Each line from the one containing "wrought iron railing" through the end of the entries below must be output exactly; no other line belongs.

*** Input material Section Begins ***

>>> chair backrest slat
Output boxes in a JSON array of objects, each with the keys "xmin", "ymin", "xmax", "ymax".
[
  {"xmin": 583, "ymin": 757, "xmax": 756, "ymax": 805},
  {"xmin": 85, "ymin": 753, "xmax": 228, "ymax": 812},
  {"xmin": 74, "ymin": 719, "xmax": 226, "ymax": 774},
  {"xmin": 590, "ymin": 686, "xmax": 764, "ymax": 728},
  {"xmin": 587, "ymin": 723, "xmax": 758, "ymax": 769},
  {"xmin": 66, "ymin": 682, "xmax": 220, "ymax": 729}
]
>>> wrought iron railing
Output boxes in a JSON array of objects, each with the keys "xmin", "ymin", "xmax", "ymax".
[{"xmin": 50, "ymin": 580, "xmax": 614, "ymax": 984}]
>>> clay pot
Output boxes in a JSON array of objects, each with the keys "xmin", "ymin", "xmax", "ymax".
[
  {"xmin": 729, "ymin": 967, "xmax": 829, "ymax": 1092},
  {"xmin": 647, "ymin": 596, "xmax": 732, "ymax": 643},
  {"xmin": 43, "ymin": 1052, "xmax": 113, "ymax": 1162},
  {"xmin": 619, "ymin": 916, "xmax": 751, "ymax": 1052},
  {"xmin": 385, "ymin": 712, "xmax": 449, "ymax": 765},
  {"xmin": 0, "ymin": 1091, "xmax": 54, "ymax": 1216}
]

*** Input material Section Ends ***

**Response below**
>>> wrought iron railing
Output boxes in a JSON array of objects, each with the keys "xmin", "ymin", "xmax", "ymax".
[{"xmin": 50, "ymin": 580, "xmax": 614, "ymax": 984}]
>>> clay pot
Output boxes in a JSON array of objects, each with the keys "xmin", "ymin", "xmax", "ymax".
[
  {"xmin": 729, "ymin": 967, "xmax": 829, "ymax": 1092},
  {"xmin": 647, "ymin": 596, "xmax": 732, "ymax": 643},
  {"xmin": 43, "ymin": 1052, "xmax": 113, "ymax": 1162},
  {"xmin": 619, "ymin": 916, "xmax": 751, "ymax": 1052},
  {"xmin": 385, "ymin": 712, "xmax": 449, "ymax": 765},
  {"xmin": 0, "ymin": 1091, "xmax": 54, "ymax": 1216}
]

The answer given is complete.